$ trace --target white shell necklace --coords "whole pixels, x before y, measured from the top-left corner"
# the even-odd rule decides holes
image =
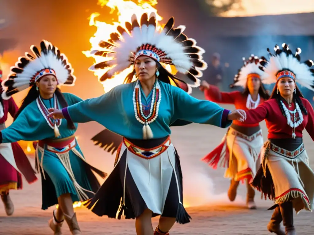
[[[284,109],[284,111],[287,118],[287,123],[290,127],[293,128],[292,134],[291,138],[295,138],[295,128],[298,127],[303,121],[303,115],[302,112],[300,109],[300,107],[297,103],[295,103],[295,108],[293,111],[290,111],[284,105],[284,104],[282,101],[280,101],[281,106]],[[299,114],[299,120],[296,121],[296,117],[295,114],[297,112]],[[290,114],[293,115],[293,121],[291,120]]]
[[[153,87],[152,92],[149,113],[147,116],[146,116],[143,111],[141,88],[139,81],[138,80],[133,91],[133,105],[135,118],[143,125],[143,138],[144,139],[151,139],[154,137],[149,124],[154,122],[158,116],[159,106],[161,100],[161,92],[160,86],[157,79]]]
[[[261,97],[259,96],[259,94],[257,94],[257,99],[256,101],[254,101],[252,99],[252,97],[250,93],[247,95],[247,98],[246,99],[246,106],[249,109],[252,108],[255,108],[257,107],[259,104],[259,102],[261,100]]]

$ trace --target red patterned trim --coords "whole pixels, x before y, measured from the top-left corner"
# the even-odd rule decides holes
[[[271,149],[275,153],[289,158],[295,158],[301,154],[304,151],[305,148],[302,143],[300,147],[294,151],[288,151],[284,149],[279,147],[271,143],[270,143]]]
[[[144,149],[140,148],[133,144],[124,137],[123,137],[122,142],[127,148],[128,150],[133,154],[145,159],[150,159],[160,155],[167,150],[171,143],[170,137],[169,136],[168,136],[166,140],[162,144],[150,149]],[[147,157],[141,154],[141,153],[144,152],[154,152],[155,153]]]
[[[114,167],[116,164],[118,162],[118,160],[119,160],[119,157],[120,156],[120,152],[121,151],[121,147],[122,146],[122,143],[121,142],[121,144],[119,145],[117,149],[116,154],[116,159],[115,159],[115,164],[113,165]]]
[[[263,136],[261,130],[260,130],[257,133],[253,134],[250,136],[242,134],[241,132],[239,132],[235,130],[233,130],[231,133],[231,134],[240,137],[243,139],[245,139],[246,140],[247,140],[249,142],[252,142],[259,136]]]
[[[246,169],[239,171],[237,173],[235,177],[235,180],[237,181],[241,181],[242,183],[244,183],[246,179],[247,180],[248,182],[249,183],[253,180],[253,174],[252,170],[249,167]]]
[[[279,198],[280,197],[282,197],[284,196],[284,195],[288,194],[290,192],[291,192],[293,191],[297,191],[298,192],[300,192],[302,194],[303,194],[304,198],[305,198],[305,200],[306,200],[307,203],[309,204],[309,205],[310,205],[310,200],[306,196],[306,194],[305,193],[304,193],[304,192],[303,192],[302,190],[301,190],[300,189],[298,189],[297,188],[291,188],[291,189],[290,189],[289,190],[286,191],[285,192],[283,193],[280,196],[279,196],[278,197],[275,197],[275,200],[277,200],[278,198]]]

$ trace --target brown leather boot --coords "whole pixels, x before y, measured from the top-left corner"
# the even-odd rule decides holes
[[[292,201],[279,204],[280,212],[282,216],[284,225],[285,227],[285,235],[296,235],[293,225],[293,207]]]
[[[285,235],[284,232],[281,229],[280,226],[280,223],[282,221],[282,217],[280,212],[280,209],[278,206],[275,208],[270,221],[267,225],[268,231],[277,235]]]
[[[7,215],[9,216],[12,215],[14,212],[14,205],[11,200],[8,191],[1,193],[1,199],[4,205]]]
[[[240,182],[232,179],[230,181],[230,186],[228,190],[228,197],[231,201],[233,201],[236,196],[236,191]]]
[[[246,206],[249,209],[256,209],[256,205],[254,201],[255,191],[250,185],[247,180],[246,180],[246,188],[247,190],[246,193]]]
[[[72,235],[81,235],[81,229],[78,226],[78,223],[76,219],[76,214],[74,213],[72,217],[65,214],[63,213],[64,215],[64,218],[67,223],[69,226],[70,231],[72,233]]]
[[[62,224],[64,221],[64,219],[62,220],[58,221],[56,217],[55,212],[56,210],[54,210],[52,212],[52,217],[49,220],[48,224],[50,228],[54,232],[54,235],[62,235],[62,232],[61,231],[61,227]]]
[[[154,235],[169,235],[169,232],[165,232],[161,231],[159,229],[159,227],[157,226],[156,229],[154,232]]]

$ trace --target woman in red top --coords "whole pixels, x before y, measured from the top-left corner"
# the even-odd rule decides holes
+-------+
WRITTEN TASK: Write out every one of the records above without changing a character, and leave the pictures out.

ANSWER BELOW:
$ trace --target white shell necklace --coords "whole pixels, x before y, measured from the top-left corner"
# the even-odd rule decides holes
image =
[[[284,109],[284,111],[287,118],[287,123],[290,127],[293,128],[292,134],[291,138],[295,138],[295,128],[298,127],[303,121],[303,115],[302,112],[300,109],[300,107],[297,103],[295,103],[295,108],[293,111],[290,111],[284,105],[284,104],[282,101],[280,101],[281,106]],[[299,114],[299,120],[296,121],[296,117],[295,114],[297,112]],[[290,114],[293,115],[293,121],[291,120]]]
[[[153,87],[152,92],[149,113],[147,116],[146,116],[143,111],[141,88],[139,81],[138,80],[133,91],[133,105],[135,118],[143,125],[143,138],[144,139],[151,139],[154,137],[149,124],[154,122],[158,116],[159,106],[161,100],[161,92],[160,86],[157,79]]]
[[[261,97],[259,96],[259,94],[257,94],[257,99],[256,101],[254,101],[252,99],[252,97],[250,93],[247,95],[247,98],[246,99],[246,106],[249,109],[252,108],[255,108],[257,107],[259,104],[259,102],[261,100]]]

$ trace --target red patterned trim --coords "whole pixels, x before y, measured from the top-left corner"
# the even-odd rule decides holes
[[[271,149],[275,153],[289,158],[295,158],[301,154],[304,151],[305,148],[302,143],[300,147],[294,151],[288,151],[284,149],[279,147],[271,143],[270,143]]]
[[[144,149],[140,148],[133,144],[124,137],[123,137],[122,142],[127,148],[128,150],[133,154],[145,159],[150,159],[160,155],[167,150],[171,143],[170,137],[169,136],[168,136],[166,140],[162,144],[150,149]],[[147,157],[141,154],[141,153],[144,152],[154,152],[155,153]]]
[[[114,167],[116,164],[118,162],[118,160],[119,160],[119,157],[120,156],[120,152],[121,151],[121,147],[122,146],[122,143],[121,142],[121,144],[119,145],[117,149],[116,154],[116,159],[115,159],[115,164],[113,165]]]
[[[263,136],[261,130],[260,130],[257,133],[253,134],[250,136],[242,134],[241,132],[239,132],[235,130],[233,130],[231,133],[231,134],[240,137],[243,139],[245,139],[246,140],[247,140],[249,142],[252,142],[259,136]]]
[[[246,169],[239,171],[237,173],[235,177],[235,180],[237,181],[241,181],[242,183],[244,183],[246,179],[247,180],[248,182],[249,183],[253,180],[253,174],[252,170],[249,167]]]
[[[279,198],[280,197],[282,197],[284,196],[284,195],[288,194],[290,192],[291,192],[293,191],[297,191],[298,192],[300,192],[302,194],[303,194],[304,198],[305,198],[305,200],[306,200],[307,203],[309,204],[309,205],[310,205],[310,200],[306,196],[306,194],[305,193],[304,193],[304,192],[303,192],[302,190],[301,190],[300,189],[298,189],[297,188],[291,188],[291,189],[290,189],[289,190],[286,191],[285,192],[283,193],[280,196],[279,196],[278,197],[275,197],[275,200],[277,200],[278,198]]]

$ trace --target brown leather boot --coords "whole pixels, x before y, measured from the top-left corner"
# the even-odd rule decides holes
[[[292,201],[279,204],[280,212],[282,216],[284,225],[285,227],[285,235],[296,235],[293,225],[293,207]]]
[[[285,235],[284,232],[281,229],[280,226],[280,223],[282,221],[282,217],[280,212],[280,209],[278,206],[275,208],[270,221],[267,225],[268,231],[277,235]]]
[[[7,215],[9,216],[12,215],[14,212],[14,205],[11,200],[8,191],[1,193],[1,199],[4,205]]]
[[[240,182],[232,179],[230,181],[230,186],[228,190],[228,197],[231,201],[233,201],[236,196],[236,191]]]
[[[246,206],[249,209],[256,209],[256,205],[254,201],[255,191],[250,185],[247,180],[246,180],[246,188],[247,190],[246,193]]]
[[[72,235],[81,235],[81,229],[78,226],[78,223],[76,219],[76,214],[74,213],[72,217],[65,214],[63,213],[64,215],[64,218],[67,223],[69,226],[70,231],[72,233]]]
[[[62,224],[64,221],[64,219],[62,220],[58,221],[56,217],[55,212],[56,210],[54,210],[52,212],[52,217],[49,220],[48,224],[50,228],[54,232],[54,235],[62,235],[62,232],[61,231],[61,227]]]
[[[154,235],[169,235],[169,232],[165,232],[161,231],[159,229],[159,227],[157,226],[156,229],[154,232]]]

$ trace --target woman in red top --coords "whole pixels, x before y, measured from the top-left corner"
# the even-odd rule decides holes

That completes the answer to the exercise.